(Given exercise A)
Answer these questions from the text about Leopold Neuhauser:
(i) In what city was Neuhauser born?
(ii) During what span of years did the "guitar bloom" run in Vienna?
(iii) Who published Neuhauser's four Notturni in handwritten-manuscript form?
(Given exercise B) Write what comes next in the text about Leopold Neuhauser, starting after its final sentence.

Leopold Neuhauser (born Innsbruck, 18th century – died after 1813) was an Austrian musician, composer of instrumental works, and virtuoso of the guitar and mandolin. He lived in Vienna in the early 19th century, where he taught music and composed.

He was part of a "guitar bloom" which ran in Vienna from 1800 through around 1850, as virtuosos from around Austria moved to Vienna. The players began incorporating their regional folk-tunes "alpine influences" into their music, writing Ländler dances and expanding the repertoire of classical guitar. As a guitar player and composer, Neuhauser was part this movement.

Works
Philip J. Bone listed some of Neuhauser's works:

Published
Six variations for guitar and violin, or clarionet (Opus 2) (published by Simrock, Bonn)
Six waltzes for two guitars (published by Simrock, Bonn)
Six variations for guitar and violin, or clarionet (1801)
Twelve variations for violin and bass (1799, Vienna)
several collections of German songs with guitar accompaniment

Manuscript
Bone also wrote of Neuhauser's "many unpublished manuscripts for the mandolin and guitar and also four instrumental nocturnes" Konrad Wölki wrote of Neuhauser's four "Notturni for mandolin, violin, two horns and violincello" which were published in handwritten-manuscript form by Johann Traeg, 1799, Vienna.

(Data)
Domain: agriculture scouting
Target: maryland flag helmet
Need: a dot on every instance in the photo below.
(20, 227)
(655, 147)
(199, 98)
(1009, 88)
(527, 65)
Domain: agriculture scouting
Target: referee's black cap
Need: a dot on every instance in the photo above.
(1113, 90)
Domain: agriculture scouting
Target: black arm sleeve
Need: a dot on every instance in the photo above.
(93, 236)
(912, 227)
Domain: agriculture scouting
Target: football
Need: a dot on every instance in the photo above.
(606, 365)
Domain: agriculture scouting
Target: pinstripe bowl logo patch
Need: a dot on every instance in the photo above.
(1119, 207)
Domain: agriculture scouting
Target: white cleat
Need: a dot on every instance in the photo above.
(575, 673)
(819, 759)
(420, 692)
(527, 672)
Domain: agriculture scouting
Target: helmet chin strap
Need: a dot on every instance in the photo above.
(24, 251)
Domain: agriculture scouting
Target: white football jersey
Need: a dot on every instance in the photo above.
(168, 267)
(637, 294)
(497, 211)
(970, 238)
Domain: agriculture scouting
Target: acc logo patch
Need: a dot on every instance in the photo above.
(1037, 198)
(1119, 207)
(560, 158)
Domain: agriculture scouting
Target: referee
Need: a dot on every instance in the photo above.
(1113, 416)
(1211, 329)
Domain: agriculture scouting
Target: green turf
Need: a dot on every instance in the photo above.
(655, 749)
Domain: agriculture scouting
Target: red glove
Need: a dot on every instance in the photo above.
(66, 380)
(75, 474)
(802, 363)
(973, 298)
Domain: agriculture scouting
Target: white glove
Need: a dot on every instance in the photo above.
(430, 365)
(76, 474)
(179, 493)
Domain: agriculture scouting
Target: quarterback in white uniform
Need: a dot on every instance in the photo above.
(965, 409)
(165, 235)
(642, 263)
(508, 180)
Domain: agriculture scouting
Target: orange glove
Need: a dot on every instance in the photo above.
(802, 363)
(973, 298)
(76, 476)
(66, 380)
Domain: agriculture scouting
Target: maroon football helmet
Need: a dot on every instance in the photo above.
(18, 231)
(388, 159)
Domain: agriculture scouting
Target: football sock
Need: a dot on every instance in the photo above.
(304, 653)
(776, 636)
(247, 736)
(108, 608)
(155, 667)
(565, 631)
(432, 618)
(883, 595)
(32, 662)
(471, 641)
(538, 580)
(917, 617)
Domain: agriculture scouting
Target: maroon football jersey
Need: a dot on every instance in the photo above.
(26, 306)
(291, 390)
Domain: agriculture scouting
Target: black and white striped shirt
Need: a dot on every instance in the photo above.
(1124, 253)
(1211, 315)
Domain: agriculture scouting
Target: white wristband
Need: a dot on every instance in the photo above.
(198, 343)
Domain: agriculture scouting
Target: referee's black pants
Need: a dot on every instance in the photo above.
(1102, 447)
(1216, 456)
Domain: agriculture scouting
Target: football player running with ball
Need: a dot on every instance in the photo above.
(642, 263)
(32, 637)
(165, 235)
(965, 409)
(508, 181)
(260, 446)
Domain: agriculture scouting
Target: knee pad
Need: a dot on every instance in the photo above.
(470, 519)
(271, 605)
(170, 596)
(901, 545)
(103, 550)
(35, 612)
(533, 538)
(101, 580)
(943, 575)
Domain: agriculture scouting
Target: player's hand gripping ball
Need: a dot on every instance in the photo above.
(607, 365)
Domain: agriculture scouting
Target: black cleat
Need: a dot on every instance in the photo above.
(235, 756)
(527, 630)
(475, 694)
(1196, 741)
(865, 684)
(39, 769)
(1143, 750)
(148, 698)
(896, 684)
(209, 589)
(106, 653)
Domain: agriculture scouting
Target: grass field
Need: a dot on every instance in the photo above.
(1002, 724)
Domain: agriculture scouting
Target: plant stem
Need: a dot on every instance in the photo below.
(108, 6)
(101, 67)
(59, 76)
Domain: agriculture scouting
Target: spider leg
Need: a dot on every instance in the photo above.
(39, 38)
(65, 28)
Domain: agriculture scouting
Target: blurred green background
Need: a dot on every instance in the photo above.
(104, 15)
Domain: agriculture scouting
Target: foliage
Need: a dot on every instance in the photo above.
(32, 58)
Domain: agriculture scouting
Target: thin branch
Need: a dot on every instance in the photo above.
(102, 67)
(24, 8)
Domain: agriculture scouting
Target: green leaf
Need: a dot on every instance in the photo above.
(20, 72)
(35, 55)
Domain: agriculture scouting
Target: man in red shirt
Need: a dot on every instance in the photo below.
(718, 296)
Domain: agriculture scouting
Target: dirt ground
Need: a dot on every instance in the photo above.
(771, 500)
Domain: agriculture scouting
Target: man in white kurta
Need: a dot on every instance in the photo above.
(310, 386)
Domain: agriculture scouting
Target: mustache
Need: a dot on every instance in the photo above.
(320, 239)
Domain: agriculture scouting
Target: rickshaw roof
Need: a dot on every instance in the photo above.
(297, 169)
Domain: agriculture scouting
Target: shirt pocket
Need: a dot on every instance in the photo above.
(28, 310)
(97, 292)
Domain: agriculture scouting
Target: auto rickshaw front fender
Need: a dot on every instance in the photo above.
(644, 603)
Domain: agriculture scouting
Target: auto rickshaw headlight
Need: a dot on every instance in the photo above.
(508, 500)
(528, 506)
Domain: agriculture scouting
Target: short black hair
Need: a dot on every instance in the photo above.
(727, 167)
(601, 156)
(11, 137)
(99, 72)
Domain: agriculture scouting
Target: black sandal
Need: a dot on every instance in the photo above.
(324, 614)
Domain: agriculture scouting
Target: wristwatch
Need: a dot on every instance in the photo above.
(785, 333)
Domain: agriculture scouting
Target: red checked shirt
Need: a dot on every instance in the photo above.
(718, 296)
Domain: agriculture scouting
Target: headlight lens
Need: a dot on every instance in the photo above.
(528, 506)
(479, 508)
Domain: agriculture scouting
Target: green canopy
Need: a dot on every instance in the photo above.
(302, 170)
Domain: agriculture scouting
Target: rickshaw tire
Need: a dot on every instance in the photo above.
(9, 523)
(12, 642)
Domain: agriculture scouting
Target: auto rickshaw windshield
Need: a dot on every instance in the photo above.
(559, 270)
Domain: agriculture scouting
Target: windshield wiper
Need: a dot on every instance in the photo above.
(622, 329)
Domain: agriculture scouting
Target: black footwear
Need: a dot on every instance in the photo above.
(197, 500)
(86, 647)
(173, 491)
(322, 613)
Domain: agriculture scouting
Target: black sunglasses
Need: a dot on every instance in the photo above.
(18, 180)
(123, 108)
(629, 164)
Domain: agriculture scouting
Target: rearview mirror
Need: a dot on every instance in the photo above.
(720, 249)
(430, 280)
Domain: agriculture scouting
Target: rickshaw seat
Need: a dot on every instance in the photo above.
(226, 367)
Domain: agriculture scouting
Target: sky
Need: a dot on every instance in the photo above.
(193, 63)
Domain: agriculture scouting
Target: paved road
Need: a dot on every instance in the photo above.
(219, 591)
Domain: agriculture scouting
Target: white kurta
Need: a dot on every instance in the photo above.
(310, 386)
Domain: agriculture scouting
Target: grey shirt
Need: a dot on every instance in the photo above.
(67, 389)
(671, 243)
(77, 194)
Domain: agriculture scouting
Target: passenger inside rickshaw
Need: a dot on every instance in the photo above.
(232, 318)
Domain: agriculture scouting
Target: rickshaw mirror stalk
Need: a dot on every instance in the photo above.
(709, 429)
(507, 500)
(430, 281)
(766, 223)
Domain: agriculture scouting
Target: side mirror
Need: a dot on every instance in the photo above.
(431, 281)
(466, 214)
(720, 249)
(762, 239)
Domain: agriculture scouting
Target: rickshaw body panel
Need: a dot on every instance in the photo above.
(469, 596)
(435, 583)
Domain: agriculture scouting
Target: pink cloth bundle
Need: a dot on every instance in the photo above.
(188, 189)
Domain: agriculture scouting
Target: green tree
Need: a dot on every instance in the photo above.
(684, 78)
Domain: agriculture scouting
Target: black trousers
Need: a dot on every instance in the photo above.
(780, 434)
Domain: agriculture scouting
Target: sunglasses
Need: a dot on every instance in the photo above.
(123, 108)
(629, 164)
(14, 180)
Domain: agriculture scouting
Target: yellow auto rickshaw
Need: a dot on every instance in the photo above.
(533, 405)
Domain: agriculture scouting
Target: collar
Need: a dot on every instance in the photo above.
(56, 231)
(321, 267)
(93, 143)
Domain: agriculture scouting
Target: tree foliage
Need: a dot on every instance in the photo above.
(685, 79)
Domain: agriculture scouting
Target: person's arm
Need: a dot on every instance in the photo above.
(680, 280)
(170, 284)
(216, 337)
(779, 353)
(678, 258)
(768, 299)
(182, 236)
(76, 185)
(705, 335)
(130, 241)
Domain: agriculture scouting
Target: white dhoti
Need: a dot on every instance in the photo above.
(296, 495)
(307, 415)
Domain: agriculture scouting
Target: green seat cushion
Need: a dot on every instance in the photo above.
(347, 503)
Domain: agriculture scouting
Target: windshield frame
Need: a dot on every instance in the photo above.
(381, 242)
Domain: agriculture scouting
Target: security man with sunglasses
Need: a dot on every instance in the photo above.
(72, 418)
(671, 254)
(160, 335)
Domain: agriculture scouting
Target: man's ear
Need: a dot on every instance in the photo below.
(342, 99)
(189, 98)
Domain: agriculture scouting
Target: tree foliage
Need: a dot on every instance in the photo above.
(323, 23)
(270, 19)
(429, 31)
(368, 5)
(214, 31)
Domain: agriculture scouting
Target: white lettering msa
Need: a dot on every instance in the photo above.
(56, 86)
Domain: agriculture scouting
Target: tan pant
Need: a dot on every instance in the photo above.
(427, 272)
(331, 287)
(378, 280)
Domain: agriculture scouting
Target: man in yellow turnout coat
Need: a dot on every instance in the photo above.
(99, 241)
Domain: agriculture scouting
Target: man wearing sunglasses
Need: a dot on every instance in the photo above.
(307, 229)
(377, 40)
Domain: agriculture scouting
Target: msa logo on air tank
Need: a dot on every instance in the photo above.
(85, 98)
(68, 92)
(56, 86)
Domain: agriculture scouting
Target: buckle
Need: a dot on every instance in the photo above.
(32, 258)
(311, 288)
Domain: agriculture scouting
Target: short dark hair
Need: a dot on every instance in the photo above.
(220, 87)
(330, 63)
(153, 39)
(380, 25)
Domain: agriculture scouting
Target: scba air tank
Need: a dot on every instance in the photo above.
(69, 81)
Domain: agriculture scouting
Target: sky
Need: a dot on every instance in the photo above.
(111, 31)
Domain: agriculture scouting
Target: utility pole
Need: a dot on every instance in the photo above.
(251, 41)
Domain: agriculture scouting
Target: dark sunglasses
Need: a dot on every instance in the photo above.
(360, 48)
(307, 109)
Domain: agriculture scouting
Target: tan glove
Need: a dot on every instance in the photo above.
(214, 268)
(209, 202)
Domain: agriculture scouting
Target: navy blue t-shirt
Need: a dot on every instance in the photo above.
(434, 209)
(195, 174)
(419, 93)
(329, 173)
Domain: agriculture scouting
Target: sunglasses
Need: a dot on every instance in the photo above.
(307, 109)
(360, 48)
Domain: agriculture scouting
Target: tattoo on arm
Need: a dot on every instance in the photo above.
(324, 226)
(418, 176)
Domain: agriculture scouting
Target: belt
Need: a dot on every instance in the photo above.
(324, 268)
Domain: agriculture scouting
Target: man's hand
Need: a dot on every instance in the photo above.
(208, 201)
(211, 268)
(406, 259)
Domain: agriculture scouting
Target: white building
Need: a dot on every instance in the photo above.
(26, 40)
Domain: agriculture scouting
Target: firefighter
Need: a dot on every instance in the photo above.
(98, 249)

(Exercise answer A)
(i) Innsbruck
(ii) From 1800 through around 1850
(iii) Johann Traeg

(Exercise answer B)
The nocturnes that Bone listed were previously listed in 1813 in Neues historisch-biographisches Lexikon der Tonkünstler, volume 3, by Ernst Ludwig Gerber. Gerber and Bone gave the same list of instruments for the works:

 Nocturne No. 1 for Violin, two altos and violoncello
 Nocturne No. 2 for Mandolin, violin, alto, two horns and violoncello
 Nocturne No. 3 for two violins, two oboes, two horns, alto and bass
 Nocturne No. 4 Quartet for two violins, alto and bass

Gallery

External links
Worldcat list of one work
Book, New historical-biographical lexicon of Tonkünstler (1813), third volume. Page 293 of ebook (page number 567 in original book) has list of Neuhauser's works. Lists him as alive now (the year was 1813).
Bio from 1856 based on the above Tonkünstler book. Page 255.
Bibliography with books containing information about Neuhauser.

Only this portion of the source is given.